[start TEXT SECTION]

# Wine box success



## MapMan (May 24, 2007)

Une idée originale!

MM


----------



## Hobie (Jun 1, 2006)

I like it! Let us know if they seem to prefer reds or whites


----------



## BjornBee (Feb 7, 2003)

Looks like a good reason to order some bottles..... 

Very Nice!


----------



## Budster (Mar 24, 2006)

Wow... So cool... Wish I could snag some of those boxes. I just purchased 3 nucs for this years swarm season. I noticed you use the same size entrance hole I do.. I built some boxes last year and used a left over "door knob installation" (striker) drill bit for mine... Did you use any scent or lemmon grass oil, or was it just old comb? Good catch by the way!


----------



## odfrank (May 13, 2002)

Budster said:


> Wow... So cool... Wish I could snag some of those boxes. I just purchased 3 nucs for this years swarm season. I noticed you use the same size entrance hole I do.. I built some boxes last year and used a left over "door knob installation" (striker) drill bit for mine... Did you use any scent or lemmon grass oil, or was it just old comb? Good catch by the way!

[end TEXT SECTION]
[start RECORDS SHOWN]

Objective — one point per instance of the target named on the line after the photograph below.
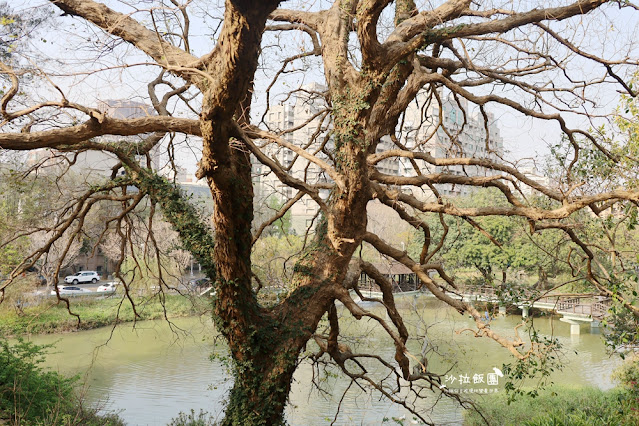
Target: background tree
(377, 59)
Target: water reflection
(153, 371)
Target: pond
(151, 372)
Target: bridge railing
(579, 305)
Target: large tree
(377, 59)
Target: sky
(524, 138)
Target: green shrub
(556, 406)
(32, 396)
(202, 418)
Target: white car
(108, 287)
(70, 290)
(83, 277)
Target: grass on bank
(52, 317)
(559, 406)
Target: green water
(153, 371)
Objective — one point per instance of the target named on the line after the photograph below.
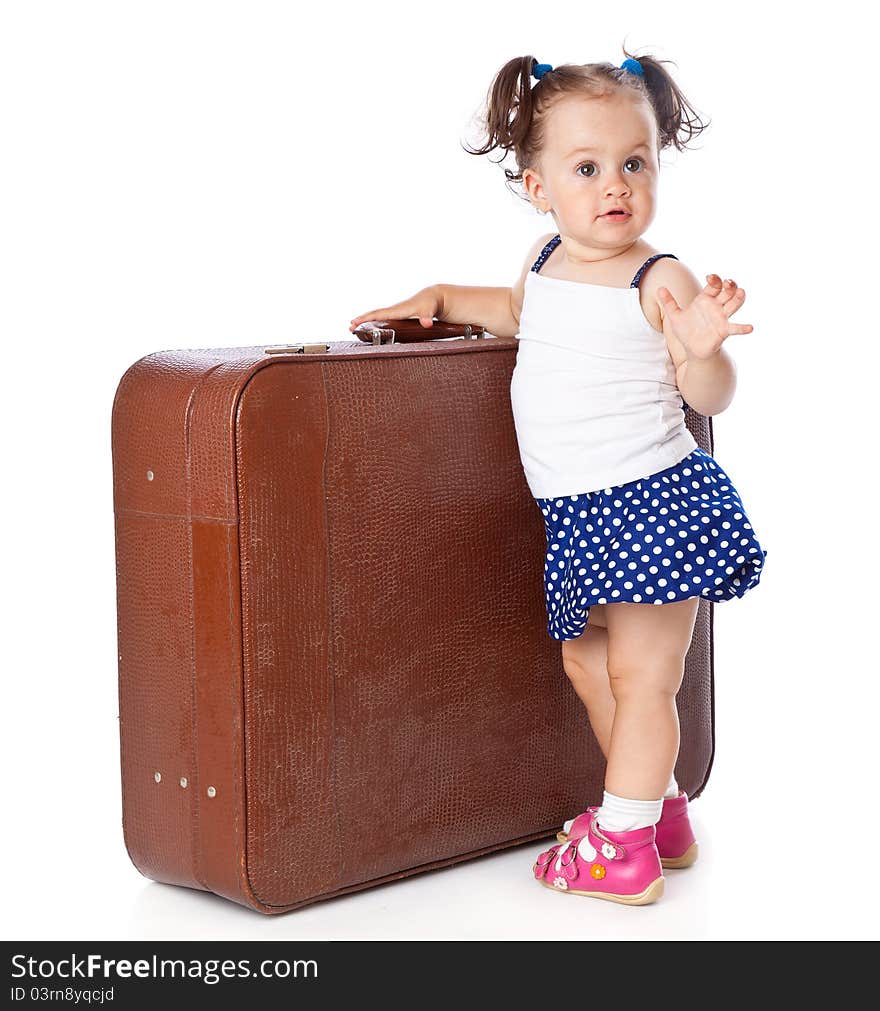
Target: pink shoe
(622, 866)
(675, 837)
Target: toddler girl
(614, 337)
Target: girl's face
(619, 169)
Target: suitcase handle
(409, 331)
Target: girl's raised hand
(425, 304)
(705, 325)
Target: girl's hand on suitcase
(705, 325)
(424, 305)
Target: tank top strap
(545, 252)
(646, 264)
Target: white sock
(618, 814)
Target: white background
(192, 174)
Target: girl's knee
(645, 676)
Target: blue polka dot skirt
(679, 533)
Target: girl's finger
(734, 302)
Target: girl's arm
(705, 372)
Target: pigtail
(678, 122)
(507, 117)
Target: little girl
(614, 337)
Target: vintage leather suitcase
(333, 658)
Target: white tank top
(593, 392)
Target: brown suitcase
(333, 656)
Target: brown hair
(517, 105)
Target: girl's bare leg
(586, 662)
(645, 662)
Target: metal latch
(298, 349)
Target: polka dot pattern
(679, 533)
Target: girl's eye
(594, 170)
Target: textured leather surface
(331, 612)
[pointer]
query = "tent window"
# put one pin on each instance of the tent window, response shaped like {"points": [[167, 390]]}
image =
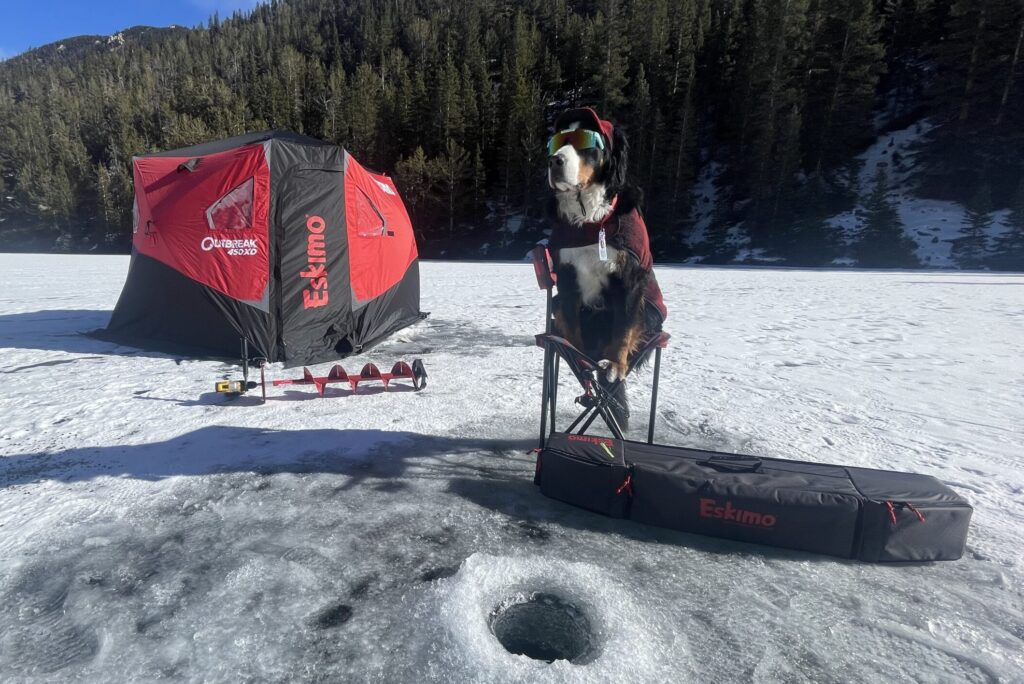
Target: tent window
{"points": [[233, 211], [372, 223]]}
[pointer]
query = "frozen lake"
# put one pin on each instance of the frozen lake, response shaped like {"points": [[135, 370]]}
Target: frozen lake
{"points": [[151, 529]]}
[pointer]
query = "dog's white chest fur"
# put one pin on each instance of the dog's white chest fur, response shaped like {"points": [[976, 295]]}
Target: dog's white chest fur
{"points": [[592, 273]]}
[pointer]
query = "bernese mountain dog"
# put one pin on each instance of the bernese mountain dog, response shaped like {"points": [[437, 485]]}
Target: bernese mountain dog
{"points": [[608, 300]]}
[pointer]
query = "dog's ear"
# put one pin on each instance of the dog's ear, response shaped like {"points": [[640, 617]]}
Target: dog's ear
{"points": [[619, 162]]}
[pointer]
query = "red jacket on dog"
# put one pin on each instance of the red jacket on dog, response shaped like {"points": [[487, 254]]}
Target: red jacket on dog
{"points": [[625, 229]]}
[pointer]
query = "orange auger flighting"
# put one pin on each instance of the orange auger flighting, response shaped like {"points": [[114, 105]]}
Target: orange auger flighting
{"points": [[416, 373]]}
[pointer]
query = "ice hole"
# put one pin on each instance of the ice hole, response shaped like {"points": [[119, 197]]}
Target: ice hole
{"points": [[543, 627]]}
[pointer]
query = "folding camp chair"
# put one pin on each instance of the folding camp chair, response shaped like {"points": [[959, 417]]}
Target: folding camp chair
{"points": [[599, 398]]}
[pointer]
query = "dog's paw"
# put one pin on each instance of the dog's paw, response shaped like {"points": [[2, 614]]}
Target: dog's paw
{"points": [[612, 371]]}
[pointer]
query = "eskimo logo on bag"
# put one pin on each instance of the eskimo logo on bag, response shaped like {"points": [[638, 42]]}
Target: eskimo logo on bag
{"points": [[316, 294], [231, 247], [737, 516]]}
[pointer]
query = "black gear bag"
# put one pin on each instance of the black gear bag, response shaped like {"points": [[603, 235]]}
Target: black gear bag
{"points": [[870, 515]]}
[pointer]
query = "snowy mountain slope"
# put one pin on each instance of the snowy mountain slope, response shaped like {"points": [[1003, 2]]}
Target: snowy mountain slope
{"points": [[153, 530], [931, 223]]}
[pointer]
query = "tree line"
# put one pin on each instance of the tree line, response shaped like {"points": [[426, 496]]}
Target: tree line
{"points": [[456, 98]]}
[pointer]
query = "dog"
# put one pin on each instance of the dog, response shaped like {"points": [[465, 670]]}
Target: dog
{"points": [[608, 299]]}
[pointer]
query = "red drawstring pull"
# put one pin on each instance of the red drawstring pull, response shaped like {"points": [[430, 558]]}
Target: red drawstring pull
{"points": [[892, 510], [921, 516]]}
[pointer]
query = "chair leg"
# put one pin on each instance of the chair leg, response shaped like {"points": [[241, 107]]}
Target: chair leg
{"points": [[555, 365], [545, 388], [653, 396], [580, 419]]}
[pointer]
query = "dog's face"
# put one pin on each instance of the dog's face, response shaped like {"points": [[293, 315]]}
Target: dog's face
{"points": [[580, 158]]}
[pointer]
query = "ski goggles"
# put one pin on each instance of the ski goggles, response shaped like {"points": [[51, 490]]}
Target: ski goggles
{"points": [[581, 138]]}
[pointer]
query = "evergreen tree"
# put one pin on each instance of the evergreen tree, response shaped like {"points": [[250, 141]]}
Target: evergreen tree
{"points": [[970, 250], [1010, 246], [883, 243]]}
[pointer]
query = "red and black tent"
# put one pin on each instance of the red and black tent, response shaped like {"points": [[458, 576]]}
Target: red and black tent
{"points": [[276, 238]]}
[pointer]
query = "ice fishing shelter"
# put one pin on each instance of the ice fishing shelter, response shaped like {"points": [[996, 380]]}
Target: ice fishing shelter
{"points": [[273, 237]]}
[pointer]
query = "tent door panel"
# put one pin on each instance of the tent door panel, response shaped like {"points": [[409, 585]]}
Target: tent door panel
{"points": [[315, 310]]}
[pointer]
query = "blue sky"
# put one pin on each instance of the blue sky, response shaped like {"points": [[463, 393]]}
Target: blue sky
{"points": [[27, 24]]}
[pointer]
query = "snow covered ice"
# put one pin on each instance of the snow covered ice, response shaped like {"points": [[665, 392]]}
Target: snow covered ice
{"points": [[151, 529]]}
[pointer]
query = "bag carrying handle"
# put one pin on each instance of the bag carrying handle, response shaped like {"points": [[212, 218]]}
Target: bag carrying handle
{"points": [[733, 463]]}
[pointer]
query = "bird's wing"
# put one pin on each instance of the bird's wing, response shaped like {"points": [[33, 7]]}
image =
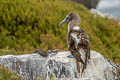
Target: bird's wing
{"points": [[81, 43]]}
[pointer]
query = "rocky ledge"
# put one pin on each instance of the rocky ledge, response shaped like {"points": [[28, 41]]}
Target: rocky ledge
{"points": [[57, 64]]}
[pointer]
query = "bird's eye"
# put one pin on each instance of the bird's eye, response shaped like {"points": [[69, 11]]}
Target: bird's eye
{"points": [[68, 18]]}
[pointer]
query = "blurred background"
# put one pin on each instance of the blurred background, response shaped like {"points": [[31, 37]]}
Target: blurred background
{"points": [[27, 25], [110, 6]]}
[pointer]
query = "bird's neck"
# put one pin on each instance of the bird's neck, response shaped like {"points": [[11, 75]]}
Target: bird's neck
{"points": [[72, 25]]}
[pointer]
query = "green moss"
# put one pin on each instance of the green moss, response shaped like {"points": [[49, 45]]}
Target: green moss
{"points": [[5, 74], [33, 24]]}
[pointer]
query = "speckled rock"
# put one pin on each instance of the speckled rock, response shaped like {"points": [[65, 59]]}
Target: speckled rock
{"points": [[57, 64]]}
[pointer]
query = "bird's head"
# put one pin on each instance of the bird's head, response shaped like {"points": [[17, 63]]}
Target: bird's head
{"points": [[72, 16]]}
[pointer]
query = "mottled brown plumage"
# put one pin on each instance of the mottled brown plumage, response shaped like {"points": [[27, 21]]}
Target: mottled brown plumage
{"points": [[78, 41]]}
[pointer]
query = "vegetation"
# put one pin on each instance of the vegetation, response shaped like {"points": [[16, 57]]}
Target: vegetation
{"points": [[5, 74], [26, 25]]}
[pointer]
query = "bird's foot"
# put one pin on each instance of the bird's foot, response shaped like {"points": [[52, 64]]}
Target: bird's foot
{"points": [[70, 56]]}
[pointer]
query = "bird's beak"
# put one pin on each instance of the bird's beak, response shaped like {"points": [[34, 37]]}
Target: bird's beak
{"points": [[62, 22]]}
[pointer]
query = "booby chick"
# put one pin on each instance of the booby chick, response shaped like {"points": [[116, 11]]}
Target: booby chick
{"points": [[78, 41]]}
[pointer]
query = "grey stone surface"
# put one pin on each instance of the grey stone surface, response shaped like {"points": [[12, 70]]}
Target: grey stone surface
{"points": [[57, 64]]}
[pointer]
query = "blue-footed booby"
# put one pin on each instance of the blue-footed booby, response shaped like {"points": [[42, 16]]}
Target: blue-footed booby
{"points": [[78, 41]]}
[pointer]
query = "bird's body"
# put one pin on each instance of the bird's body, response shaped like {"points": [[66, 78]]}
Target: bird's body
{"points": [[78, 41]]}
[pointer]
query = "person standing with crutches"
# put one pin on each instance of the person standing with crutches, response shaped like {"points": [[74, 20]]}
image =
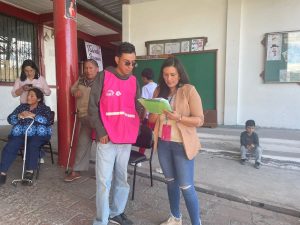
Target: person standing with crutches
{"points": [[81, 91]]}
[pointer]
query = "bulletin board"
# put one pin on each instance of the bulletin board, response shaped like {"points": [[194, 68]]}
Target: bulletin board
{"points": [[282, 57]]}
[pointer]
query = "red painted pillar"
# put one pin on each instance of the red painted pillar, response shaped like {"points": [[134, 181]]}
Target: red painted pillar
{"points": [[66, 59]]}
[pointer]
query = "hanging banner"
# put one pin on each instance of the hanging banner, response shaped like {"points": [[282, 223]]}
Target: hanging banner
{"points": [[94, 52]]}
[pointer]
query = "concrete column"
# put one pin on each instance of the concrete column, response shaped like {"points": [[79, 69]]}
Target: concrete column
{"points": [[232, 62], [66, 58]]}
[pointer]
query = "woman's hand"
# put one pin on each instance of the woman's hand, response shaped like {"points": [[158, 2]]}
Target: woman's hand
{"points": [[27, 87], [173, 115], [77, 94], [104, 139], [26, 114]]}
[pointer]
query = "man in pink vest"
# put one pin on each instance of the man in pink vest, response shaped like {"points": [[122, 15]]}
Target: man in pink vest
{"points": [[113, 111]]}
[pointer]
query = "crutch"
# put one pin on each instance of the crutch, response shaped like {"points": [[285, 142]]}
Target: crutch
{"points": [[23, 180], [71, 144]]}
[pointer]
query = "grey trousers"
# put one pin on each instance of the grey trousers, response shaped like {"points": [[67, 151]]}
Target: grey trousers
{"points": [[257, 153], [84, 144]]}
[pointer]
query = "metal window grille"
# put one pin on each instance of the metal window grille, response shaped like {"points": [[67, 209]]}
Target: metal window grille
{"points": [[17, 43]]}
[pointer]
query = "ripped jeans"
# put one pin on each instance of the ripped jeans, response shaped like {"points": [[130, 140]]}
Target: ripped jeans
{"points": [[179, 175]]}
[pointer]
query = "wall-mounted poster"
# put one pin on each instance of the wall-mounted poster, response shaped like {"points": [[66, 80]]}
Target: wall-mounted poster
{"points": [[156, 49], [185, 46], [282, 57], [94, 52], [71, 9], [197, 45], [171, 48], [274, 47]]}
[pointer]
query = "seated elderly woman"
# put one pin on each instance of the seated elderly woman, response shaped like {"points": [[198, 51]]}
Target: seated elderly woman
{"points": [[38, 134]]}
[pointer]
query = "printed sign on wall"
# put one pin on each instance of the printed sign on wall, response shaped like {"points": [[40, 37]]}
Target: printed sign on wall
{"points": [[71, 9], [94, 52]]}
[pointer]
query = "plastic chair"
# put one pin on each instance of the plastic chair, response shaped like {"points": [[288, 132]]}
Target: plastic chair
{"points": [[46, 145], [144, 140]]}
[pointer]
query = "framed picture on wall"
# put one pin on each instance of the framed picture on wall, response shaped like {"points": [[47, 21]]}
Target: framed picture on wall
{"points": [[156, 49], [170, 46]]}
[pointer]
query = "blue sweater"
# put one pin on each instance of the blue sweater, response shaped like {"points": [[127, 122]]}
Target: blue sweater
{"points": [[41, 125]]}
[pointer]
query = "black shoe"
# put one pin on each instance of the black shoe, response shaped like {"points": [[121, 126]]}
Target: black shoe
{"points": [[28, 175], [257, 165], [243, 161], [2, 179], [121, 220]]}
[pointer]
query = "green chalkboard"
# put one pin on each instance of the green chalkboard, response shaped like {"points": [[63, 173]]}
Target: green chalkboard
{"points": [[282, 50], [201, 68]]}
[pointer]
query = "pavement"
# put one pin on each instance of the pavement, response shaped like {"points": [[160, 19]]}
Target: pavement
{"points": [[229, 193]]}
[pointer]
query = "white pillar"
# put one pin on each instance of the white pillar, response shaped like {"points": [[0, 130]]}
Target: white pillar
{"points": [[233, 39]]}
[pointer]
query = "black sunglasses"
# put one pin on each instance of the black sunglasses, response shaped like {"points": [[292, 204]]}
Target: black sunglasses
{"points": [[127, 63]]}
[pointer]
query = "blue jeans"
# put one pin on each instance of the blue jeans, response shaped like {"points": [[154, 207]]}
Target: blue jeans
{"points": [[111, 173], [179, 174], [13, 146], [257, 153]]}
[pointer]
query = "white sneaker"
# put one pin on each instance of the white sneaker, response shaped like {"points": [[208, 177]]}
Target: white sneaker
{"points": [[158, 170], [172, 221]]}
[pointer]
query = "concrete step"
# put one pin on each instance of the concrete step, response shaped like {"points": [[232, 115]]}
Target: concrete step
{"points": [[280, 152]]}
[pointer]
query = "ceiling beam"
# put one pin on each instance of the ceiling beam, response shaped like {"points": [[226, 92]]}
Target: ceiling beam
{"points": [[109, 38], [46, 18], [90, 15], [19, 13]]}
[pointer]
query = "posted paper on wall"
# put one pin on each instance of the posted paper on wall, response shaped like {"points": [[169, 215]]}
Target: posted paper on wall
{"points": [[94, 52]]}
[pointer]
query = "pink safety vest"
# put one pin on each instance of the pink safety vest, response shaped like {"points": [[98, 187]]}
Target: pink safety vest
{"points": [[117, 109]]}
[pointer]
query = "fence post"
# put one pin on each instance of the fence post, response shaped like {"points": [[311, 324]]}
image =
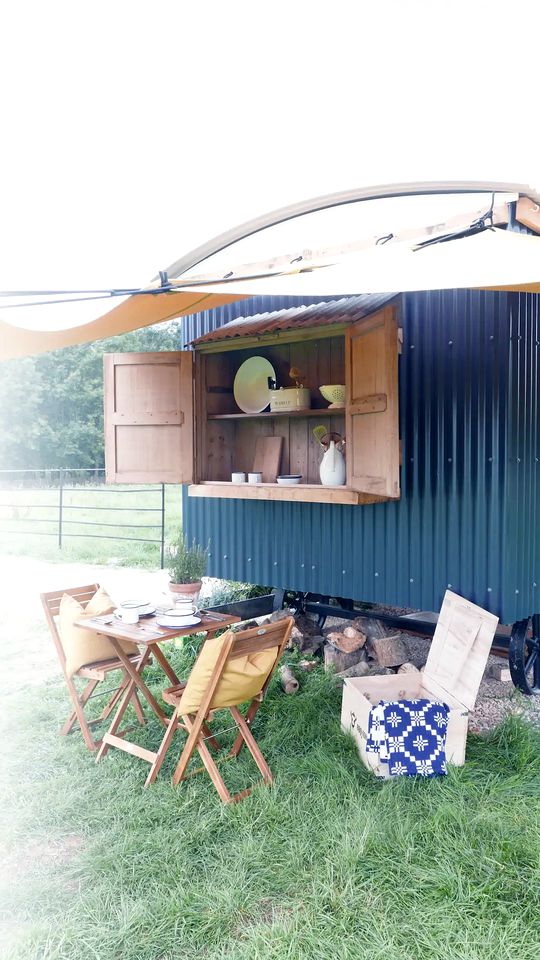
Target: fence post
{"points": [[162, 525], [60, 506]]}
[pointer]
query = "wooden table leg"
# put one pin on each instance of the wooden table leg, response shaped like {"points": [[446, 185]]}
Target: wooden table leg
{"points": [[104, 748], [165, 665], [135, 674]]}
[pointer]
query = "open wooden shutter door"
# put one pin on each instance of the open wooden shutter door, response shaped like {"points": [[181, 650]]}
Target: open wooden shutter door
{"points": [[149, 417], [372, 413]]}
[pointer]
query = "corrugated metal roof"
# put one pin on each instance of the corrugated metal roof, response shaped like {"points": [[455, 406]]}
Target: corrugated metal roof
{"points": [[345, 310]]}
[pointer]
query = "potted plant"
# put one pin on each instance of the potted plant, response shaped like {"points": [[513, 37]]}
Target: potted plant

[end RECORDS SHOWN]

Repeat word for word the passage of the wine box thread starting at "## Hobie (Jun" and ending at "order some bottles.....". Rely solely on the wine box thread, not on the listing.

## Hobie (Jun 1, 2006)

I like it! Let us know if they seem to prefer reds or whites


----------



## BjornBee (Feb 7, 2003)

Looks like a good reason to order some bottles.....